[Saved data entries]
>>>

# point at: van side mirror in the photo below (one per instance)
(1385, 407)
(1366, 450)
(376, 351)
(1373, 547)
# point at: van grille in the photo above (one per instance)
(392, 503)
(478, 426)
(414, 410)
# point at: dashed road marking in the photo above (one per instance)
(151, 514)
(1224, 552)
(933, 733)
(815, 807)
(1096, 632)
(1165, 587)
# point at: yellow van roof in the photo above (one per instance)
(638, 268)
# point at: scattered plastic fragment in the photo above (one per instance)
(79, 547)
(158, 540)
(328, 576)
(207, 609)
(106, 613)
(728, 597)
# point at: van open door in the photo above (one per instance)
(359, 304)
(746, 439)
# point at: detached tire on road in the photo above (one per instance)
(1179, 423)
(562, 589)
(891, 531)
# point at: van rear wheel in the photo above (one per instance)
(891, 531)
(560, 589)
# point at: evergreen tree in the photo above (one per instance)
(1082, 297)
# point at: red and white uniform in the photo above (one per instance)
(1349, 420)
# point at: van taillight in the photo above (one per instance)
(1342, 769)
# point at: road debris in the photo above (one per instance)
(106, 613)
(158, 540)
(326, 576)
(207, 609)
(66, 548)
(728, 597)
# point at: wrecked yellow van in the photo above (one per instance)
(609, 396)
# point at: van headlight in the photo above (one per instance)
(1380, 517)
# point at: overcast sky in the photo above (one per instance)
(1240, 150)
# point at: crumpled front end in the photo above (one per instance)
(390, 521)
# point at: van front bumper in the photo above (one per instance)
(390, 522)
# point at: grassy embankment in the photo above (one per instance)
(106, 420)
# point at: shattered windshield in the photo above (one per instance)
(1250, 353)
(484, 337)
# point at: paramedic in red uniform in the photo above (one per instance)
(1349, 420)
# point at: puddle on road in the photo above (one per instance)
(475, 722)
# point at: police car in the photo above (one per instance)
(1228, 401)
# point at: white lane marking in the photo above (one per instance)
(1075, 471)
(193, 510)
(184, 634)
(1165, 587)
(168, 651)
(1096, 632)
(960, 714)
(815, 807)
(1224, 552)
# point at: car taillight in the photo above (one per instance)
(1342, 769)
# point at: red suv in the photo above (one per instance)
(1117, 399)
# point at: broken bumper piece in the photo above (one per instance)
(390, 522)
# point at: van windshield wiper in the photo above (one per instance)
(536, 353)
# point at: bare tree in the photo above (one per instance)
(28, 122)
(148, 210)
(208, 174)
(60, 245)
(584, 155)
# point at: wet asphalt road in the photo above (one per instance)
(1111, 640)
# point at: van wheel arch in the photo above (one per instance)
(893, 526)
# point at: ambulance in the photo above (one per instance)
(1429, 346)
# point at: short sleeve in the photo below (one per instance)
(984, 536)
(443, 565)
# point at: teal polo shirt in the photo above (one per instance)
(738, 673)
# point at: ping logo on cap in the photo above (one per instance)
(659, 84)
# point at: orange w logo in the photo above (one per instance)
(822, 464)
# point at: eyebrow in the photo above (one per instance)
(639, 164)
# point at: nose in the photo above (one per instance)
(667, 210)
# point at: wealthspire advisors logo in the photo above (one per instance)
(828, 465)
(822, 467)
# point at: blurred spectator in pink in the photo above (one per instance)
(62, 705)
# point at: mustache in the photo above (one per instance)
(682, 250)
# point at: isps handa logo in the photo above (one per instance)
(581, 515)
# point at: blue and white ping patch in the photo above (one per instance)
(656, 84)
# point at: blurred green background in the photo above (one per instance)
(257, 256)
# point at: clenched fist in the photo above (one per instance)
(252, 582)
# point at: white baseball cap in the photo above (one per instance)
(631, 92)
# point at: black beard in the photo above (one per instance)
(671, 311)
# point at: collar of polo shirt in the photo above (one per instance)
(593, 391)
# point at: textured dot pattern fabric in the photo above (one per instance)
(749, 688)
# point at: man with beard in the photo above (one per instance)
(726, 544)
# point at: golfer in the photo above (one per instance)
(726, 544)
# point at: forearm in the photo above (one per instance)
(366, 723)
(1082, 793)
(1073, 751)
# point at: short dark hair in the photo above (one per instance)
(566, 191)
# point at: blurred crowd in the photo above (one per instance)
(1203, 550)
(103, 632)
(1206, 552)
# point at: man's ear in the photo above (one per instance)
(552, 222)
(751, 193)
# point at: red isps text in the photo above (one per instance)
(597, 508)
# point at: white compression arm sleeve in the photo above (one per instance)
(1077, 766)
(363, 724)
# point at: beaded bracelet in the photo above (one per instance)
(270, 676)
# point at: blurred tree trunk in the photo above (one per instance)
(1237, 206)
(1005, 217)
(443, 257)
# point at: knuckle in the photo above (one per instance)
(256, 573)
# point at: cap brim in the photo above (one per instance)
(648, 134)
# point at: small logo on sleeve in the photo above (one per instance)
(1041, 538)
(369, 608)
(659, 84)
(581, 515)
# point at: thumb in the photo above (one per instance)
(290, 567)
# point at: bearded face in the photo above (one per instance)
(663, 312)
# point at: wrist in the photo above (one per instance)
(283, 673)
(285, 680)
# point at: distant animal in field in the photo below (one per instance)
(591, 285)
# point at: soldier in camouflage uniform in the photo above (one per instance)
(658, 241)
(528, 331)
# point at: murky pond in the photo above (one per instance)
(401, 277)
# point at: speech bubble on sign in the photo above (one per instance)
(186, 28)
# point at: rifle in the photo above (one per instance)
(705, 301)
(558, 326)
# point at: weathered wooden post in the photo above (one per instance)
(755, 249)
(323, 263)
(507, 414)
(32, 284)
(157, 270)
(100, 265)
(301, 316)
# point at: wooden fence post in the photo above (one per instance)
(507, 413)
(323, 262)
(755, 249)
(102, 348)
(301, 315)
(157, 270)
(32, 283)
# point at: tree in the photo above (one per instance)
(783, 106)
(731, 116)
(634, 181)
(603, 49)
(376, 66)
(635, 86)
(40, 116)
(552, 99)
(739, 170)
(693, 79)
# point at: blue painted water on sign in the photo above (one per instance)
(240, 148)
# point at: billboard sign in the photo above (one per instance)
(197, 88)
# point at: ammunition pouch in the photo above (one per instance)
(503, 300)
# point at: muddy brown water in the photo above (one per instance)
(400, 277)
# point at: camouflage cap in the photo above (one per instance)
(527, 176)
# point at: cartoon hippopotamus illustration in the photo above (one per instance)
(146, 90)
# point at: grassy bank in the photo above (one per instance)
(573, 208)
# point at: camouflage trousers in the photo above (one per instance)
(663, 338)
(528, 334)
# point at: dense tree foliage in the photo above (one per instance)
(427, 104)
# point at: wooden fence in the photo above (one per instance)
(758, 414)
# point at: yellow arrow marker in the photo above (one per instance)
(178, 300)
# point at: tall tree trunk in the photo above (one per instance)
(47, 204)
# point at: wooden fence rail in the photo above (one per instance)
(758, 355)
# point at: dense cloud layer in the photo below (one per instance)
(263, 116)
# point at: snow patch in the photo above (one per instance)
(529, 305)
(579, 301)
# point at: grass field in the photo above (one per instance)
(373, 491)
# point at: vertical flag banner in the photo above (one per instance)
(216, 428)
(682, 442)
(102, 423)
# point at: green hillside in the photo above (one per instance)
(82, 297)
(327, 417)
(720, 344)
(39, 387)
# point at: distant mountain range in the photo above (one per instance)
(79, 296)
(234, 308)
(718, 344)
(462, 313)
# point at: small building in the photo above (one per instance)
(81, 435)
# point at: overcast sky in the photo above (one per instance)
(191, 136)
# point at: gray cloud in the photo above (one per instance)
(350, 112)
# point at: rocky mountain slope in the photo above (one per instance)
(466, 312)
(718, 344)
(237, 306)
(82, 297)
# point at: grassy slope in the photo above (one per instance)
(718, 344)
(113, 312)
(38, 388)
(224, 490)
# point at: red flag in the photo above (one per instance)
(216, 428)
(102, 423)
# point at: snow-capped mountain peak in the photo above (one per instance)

<<<

_JOB_
Please edit the lines starting at the one that contains "# point at: road" and ending at the one that contains "(1228, 401)", changing "crumpled" to "dented" and leaving everything else as it is. Give back only those lines.

_EXERCISE ANSWER_
# point at: road debris in the photo above (one per instance)
(106, 613)
(158, 540)
(326, 576)
(207, 609)
(66, 548)
(728, 597)
# point at: wrecked yellow van in the photo above (one per instance)
(609, 396)
# point at: van headlight in the photo above (one per instance)
(1380, 517)
# point at: overcast sky in the photo above (one per instance)
(1240, 150)
# point at: dented front end in the photo above (one per instance)
(390, 521)
# point at: van front bumper in the photo above (one per instance)
(390, 522)
# point at: grassy embankment in the photo above (one per instance)
(106, 420)
# point at: shattered windshield in the photo above (one per instance)
(1250, 353)
(484, 337)
# point at: paramedic in red uniform in the photo above (one per instance)
(1349, 420)
# point at: puddle on road in the photo above (one per instance)
(475, 722)
# point at: police car in the photo above (one per instance)
(1228, 401)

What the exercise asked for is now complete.